Text excerpt »
------

Hello
I tried to use the CSVSource in the TextDocCol function in the tm package. But
a) data from several columns is concatenated in one entry and
b) data in a large text column is broken into several entries
I hoped that it would be possible to assign columns as metadata to one
entry with one specific column being the original text to analyze.
Here is an example from the vignette (the backslash in the output is
not in the original data):
> cars <- system.file("texts", "cars.csv", package =
"tm");
> tdc <- TextDocCol(CSVSource(cars))
Read 5 items> inspect(tdc)
A text document collection with 5 text documents
The metadata consists of 2 tag-value pairs and a data frame
Available tags are:
create_date creator
Available variables in the data frame are:
MetaID
[[1]]
[1]
"1997,\"Ford\",\"Mustang\",\"3000.00\""

------

Problems »
**1.** In the tm package post, take the passage that opens with "Here is an example" and closes with "5 items> inspect(tdc)", and rewrite it with "vignette" swapped for "documentation".
**2.** Write the next part of the tm package post on CSVSource, picking up after its last line.
The data here is unrelated to the tm package post.

Data shown »
------

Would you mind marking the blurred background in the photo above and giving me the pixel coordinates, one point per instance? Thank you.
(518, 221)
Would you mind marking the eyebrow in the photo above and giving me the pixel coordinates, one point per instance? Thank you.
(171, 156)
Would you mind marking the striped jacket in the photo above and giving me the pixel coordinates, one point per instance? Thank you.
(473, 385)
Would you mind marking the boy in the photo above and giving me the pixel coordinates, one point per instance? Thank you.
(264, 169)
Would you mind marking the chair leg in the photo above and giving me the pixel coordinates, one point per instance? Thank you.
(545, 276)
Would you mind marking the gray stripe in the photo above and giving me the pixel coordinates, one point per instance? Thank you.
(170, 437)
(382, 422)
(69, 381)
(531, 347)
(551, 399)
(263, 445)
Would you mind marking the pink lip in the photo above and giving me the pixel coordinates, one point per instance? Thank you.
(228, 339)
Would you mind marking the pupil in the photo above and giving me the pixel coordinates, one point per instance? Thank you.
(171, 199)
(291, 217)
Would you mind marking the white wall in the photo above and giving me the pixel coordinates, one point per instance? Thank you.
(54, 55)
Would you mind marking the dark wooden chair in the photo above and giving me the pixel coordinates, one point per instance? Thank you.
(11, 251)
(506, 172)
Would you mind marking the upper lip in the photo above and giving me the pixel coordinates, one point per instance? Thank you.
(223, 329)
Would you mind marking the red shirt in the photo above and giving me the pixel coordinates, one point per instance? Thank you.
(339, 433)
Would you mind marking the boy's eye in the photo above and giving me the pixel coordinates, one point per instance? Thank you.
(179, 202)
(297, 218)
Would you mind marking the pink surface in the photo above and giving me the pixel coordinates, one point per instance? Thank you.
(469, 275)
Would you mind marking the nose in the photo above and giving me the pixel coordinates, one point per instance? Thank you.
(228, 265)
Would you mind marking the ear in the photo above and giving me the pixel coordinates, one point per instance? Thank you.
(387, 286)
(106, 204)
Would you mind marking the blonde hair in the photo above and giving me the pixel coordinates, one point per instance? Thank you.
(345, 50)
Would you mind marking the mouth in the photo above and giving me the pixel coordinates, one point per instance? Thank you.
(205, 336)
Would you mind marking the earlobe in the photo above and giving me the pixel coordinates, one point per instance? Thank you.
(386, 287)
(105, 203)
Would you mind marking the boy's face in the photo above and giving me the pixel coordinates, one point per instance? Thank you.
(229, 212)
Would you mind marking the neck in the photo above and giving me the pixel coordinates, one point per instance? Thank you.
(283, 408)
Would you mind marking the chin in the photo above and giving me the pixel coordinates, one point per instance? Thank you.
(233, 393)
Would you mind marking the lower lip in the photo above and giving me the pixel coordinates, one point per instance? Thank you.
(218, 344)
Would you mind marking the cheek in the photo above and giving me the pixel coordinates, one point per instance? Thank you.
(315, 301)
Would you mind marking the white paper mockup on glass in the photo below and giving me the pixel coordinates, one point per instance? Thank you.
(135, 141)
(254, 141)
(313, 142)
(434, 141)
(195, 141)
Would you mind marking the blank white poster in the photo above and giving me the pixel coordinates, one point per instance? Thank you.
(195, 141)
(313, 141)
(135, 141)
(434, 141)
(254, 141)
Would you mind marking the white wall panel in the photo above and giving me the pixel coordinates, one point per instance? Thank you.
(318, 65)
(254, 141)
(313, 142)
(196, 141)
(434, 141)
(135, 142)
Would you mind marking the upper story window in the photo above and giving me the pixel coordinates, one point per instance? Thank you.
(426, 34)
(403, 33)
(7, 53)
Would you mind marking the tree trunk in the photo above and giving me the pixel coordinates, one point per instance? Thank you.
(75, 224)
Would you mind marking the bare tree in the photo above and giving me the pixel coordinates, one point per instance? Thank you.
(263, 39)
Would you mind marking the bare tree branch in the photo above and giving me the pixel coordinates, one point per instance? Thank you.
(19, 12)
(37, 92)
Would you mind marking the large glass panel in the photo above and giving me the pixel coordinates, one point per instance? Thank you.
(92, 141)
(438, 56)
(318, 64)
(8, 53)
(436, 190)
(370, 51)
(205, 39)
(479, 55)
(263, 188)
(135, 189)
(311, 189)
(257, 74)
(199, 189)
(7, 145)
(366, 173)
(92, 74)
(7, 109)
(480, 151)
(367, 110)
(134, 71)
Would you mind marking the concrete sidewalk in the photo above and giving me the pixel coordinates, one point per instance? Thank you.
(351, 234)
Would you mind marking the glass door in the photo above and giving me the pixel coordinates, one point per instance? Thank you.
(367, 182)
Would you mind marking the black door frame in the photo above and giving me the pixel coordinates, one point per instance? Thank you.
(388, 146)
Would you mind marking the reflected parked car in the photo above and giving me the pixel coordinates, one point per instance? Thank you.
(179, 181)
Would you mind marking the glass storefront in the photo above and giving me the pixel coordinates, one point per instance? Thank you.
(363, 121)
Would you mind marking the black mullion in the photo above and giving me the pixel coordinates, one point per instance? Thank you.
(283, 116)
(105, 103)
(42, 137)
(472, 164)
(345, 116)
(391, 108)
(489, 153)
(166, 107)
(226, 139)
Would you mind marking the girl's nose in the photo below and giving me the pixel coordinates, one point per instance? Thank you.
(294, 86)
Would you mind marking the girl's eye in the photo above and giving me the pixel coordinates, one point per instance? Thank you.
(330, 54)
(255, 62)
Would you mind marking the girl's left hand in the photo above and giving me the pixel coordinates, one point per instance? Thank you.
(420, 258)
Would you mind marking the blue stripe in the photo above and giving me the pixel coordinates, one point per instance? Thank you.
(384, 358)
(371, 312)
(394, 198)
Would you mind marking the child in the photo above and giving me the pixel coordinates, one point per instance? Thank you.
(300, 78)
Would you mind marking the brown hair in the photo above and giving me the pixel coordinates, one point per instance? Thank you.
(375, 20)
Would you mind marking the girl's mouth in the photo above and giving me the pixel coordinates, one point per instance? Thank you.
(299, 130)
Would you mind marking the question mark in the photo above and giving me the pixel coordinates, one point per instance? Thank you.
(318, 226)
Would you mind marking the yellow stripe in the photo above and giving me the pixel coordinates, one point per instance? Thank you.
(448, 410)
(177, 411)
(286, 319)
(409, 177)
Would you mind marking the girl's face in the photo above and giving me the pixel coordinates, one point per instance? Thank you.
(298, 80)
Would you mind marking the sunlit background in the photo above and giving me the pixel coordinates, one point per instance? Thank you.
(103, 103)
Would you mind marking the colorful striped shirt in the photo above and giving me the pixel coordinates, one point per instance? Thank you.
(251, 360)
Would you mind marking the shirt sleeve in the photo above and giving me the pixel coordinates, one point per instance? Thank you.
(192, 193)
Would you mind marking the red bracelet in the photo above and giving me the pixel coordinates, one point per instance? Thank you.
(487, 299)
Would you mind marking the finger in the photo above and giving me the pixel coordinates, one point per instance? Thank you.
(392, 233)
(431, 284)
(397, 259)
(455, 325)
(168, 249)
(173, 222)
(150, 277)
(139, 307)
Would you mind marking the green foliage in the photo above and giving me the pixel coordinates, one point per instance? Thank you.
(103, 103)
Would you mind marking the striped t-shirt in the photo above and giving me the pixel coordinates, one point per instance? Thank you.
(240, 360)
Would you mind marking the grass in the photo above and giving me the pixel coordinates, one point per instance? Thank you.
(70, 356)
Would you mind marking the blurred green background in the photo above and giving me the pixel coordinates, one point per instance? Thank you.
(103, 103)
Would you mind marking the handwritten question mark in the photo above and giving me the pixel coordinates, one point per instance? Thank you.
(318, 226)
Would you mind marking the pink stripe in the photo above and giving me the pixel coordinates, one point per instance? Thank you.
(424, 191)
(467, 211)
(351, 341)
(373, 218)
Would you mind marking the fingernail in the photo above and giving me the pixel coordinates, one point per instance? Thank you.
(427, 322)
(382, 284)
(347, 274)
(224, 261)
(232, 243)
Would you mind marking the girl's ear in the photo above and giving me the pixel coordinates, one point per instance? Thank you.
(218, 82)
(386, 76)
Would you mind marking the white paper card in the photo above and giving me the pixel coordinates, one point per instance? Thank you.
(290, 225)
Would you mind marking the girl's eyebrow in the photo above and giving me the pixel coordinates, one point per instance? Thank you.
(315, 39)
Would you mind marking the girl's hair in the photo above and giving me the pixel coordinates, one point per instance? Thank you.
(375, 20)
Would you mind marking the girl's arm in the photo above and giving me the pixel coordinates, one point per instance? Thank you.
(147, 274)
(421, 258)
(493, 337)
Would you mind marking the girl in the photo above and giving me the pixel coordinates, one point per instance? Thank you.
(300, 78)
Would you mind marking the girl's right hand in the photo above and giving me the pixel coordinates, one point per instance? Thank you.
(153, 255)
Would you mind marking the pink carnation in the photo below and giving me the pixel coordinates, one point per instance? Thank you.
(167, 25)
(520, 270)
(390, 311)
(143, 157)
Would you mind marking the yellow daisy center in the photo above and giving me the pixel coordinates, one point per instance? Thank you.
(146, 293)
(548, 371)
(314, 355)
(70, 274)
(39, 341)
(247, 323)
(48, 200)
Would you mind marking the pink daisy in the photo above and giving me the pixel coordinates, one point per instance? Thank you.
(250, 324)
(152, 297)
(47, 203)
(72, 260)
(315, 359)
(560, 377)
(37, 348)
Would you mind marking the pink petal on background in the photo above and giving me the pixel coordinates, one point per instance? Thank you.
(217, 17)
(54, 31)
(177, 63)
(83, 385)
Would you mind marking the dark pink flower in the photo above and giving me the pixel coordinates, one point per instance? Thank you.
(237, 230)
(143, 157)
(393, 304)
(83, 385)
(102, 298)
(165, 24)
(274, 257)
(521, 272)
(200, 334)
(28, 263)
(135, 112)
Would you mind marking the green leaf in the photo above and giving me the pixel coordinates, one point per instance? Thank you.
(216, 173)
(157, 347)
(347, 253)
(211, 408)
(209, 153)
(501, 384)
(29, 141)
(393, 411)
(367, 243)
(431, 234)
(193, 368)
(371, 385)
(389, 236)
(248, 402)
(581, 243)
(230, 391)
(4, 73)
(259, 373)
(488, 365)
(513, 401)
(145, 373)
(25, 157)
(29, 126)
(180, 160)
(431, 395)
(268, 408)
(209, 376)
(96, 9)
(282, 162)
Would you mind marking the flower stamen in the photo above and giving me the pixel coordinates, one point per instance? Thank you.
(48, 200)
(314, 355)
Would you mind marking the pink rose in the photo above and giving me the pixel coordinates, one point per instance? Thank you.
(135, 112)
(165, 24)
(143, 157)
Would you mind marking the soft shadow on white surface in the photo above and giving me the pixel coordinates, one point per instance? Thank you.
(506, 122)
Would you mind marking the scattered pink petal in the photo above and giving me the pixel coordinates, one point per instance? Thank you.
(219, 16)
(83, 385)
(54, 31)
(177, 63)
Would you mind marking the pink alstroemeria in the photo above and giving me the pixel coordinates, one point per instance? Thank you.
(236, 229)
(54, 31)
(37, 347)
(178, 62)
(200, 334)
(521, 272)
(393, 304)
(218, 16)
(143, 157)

------

Expected responses »
**1.**
Here is an example from the documentation (the backslash in the output is
not in the original data):
> cars <- system.file("texts", "cars.csv", package =
"tm");
> tdc <- TextDocCol(CSVSource(cars))
Read 5 items> inspect(tdc)

**2.**
[[2]]
[1] "1999,\"Chevy\",\"Venture\",4900.00"
[[3]]
[1]
"1996,\"Chrylser\",\"Cherokee\",\"4799.00\""
[[4]]
[1]
"2005,\"Ferrari\",\"Modena\",\"80999.00\""
[[5]]
[1] "1973,\"Tank\",\"\",\"9900.00\""
Also I have a question about the best workflow for text mining/analysis:
My original data is in a mySQL table. Is it possible to import the
data directly into TextDocCol without creating an intermediate csv
file?
I am using
> R.Version()
$platform
[1] "powerpc-apple-darwin8.10.1"
$arch
[1] "powerpc"
$os
[1] "darwin8.10.1"
$system
[1] "powerpc, darwin8.10.1"
$status
[1] ""
$major
[1] "2"
$minor
[1] "6.1"
$year
[1] "2007"
$month
[1] "11"
$day
[1] "26"
$`svn rev`
[1] "43537"
$language
[1] "R"
$version.string
[1] "R version 2.6.1 (2007-11-26)"
--
Armin Goralczyk, M.D.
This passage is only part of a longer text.